Search the records below for the word "rise", then return every line where it appears.

※ ※ ※

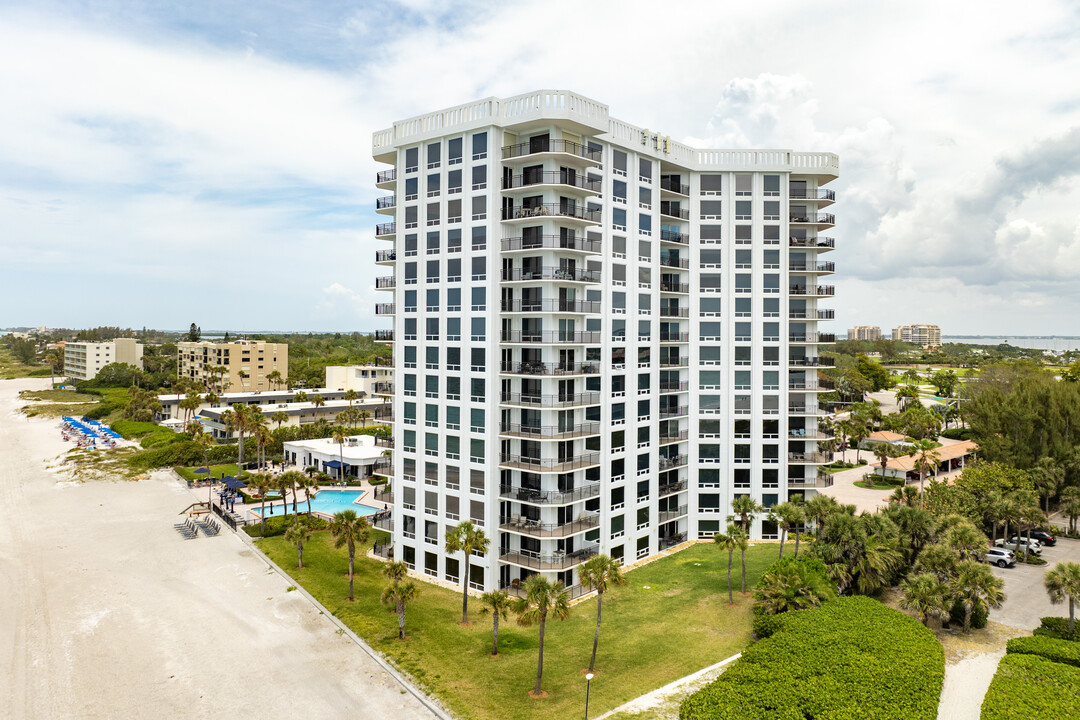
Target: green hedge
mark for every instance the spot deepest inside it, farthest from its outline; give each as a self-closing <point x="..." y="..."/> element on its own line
<point x="1027" y="687"/>
<point x="1060" y="651"/>
<point x="851" y="659"/>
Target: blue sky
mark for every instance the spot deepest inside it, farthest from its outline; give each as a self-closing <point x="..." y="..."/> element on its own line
<point x="210" y="161"/>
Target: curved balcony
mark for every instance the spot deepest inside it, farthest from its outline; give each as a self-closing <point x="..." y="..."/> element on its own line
<point x="551" y="272"/>
<point x="550" y="243"/>
<point x="550" y="337"/>
<point x="552" y="178"/>
<point x="535" y="497"/>
<point x="524" y="526"/>
<point x="539" y="147"/>
<point x="551" y="306"/>
<point x="552" y="369"/>
<point x="559" y="401"/>
<point x="549" y="464"/>
<point x="549" y="432"/>
<point x="564" y="211"/>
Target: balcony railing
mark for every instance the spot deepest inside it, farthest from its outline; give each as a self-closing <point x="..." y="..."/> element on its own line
<point x="550" y="464"/>
<point x="811" y="242"/>
<point x="551" y="272"/>
<point x="551" y="209"/>
<point x="551" y="242"/>
<point x="552" y="177"/>
<point x="559" y="401"/>
<point x="550" y="432"/>
<point x="534" y="497"/>
<point x="821" y="218"/>
<point x="534" y="147"/>
<point x="549" y="368"/>
<point x="555" y="561"/>
<point x="819" y="193"/>
<point x="552" y="337"/>
<point x="526" y="527"/>
<point x="818" y="290"/>
<point x="551" y="304"/>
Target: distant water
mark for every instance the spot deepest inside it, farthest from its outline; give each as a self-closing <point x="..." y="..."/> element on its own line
<point x="1056" y="343"/>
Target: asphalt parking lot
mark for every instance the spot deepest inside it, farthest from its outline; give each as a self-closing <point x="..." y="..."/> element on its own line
<point x="1026" y="599"/>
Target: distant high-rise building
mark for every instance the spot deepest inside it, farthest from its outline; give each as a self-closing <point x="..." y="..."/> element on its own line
<point x="927" y="336"/>
<point x="602" y="336"/>
<point x="864" y="333"/>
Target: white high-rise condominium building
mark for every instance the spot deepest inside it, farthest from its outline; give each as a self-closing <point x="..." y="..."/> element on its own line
<point x="601" y="336"/>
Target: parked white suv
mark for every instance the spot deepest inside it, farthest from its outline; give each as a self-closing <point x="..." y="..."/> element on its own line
<point x="1000" y="557"/>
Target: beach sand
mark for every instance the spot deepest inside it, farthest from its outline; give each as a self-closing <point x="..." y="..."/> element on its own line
<point x="107" y="612"/>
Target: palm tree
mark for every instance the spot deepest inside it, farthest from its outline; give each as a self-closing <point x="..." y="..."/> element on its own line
<point x="787" y="515"/>
<point x="926" y="595"/>
<point x="499" y="603"/>
<point x="542" y="598"/>
<point x="399" y="595"/>
<point x="298" y="533"/>
<point x="599" y="572"/>
<point x="727" y="541"/>
<point x="349" y="530"/>
<point x="1063" y="582"/>
<point x="467" y="539"/>
<point x="975" y="584"/>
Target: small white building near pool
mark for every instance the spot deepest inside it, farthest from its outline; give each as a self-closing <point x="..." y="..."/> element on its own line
<point x="360" y="454"/>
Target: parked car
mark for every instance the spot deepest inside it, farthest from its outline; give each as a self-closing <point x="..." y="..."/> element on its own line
<point x="1000" y="557"/>
<point x="1017" y="545"/>
<point x="1043" y="538"/>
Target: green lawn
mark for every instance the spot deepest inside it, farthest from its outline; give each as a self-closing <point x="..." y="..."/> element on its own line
<point x="670" y="620"/>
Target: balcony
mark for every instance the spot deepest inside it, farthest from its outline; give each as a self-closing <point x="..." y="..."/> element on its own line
<point x="552" y="369"/>
<point x="535" y="497"/>
<point x="811" y="314"/>
<point x="812" y="267"/>
<point x="550" y="432"/>
<point x="812" y="243"/>
<point x="810" y="458"/>
<point x="526" y="527"/>
<point x="812" y="338"/>
<point x="559" y="401"/>
<point x="541" y="146"/>
<point x="550" y="243"/>
<point x="812" y="290"/>
<point x="551" y="337"/>
<point x="571" y="211"/>
<point x="553" y="177"/>
<point x="551" y="272"/>
<point x="549" y="464"/>
<point x="552" y="306"/>
<point x="557" y="560"/>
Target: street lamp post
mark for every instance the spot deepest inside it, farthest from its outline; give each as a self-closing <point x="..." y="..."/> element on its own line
<point x="589" y="682"/>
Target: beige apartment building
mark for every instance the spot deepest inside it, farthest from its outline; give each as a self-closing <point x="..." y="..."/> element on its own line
<point x="927" y="336"/>
<point x="246" y="363"/>
<point x="864" y="333"/>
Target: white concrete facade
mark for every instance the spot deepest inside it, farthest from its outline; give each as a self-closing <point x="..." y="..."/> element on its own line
<point x="602" y="336"/>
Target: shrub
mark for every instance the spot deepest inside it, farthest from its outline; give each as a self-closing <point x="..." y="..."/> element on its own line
<point x="1031" y="687"/>
<point x="1058" y="651"/>
<point x="852" y="657"/>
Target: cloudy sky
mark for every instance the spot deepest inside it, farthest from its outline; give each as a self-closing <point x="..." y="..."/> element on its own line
<point x="210" y="161"/>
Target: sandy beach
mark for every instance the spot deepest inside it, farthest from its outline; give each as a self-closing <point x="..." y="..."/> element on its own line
<point x="107" y="612"/>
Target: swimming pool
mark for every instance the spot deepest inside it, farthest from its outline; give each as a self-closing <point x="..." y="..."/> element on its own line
<point x="331" y="502"/>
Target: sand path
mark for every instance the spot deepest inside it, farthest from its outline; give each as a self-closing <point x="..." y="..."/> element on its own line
<point x="106" y="612"/>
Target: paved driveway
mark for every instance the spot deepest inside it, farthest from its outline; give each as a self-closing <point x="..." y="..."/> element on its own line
<point x="1026" y="599"/>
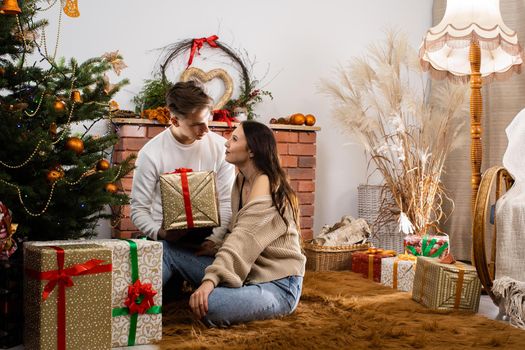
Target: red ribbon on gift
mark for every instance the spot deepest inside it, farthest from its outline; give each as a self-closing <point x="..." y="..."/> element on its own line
<point x="140" y="297"/>
<point x="223" y="115"/>
<point x="198" y="43"/>
<point x="62" y="278"/>
<point x="186" y="194"/>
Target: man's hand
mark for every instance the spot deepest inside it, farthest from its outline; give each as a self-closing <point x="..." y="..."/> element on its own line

※ ※ ※

## Answer area
Target: distant high-rise building
Target: white high-rise condominium building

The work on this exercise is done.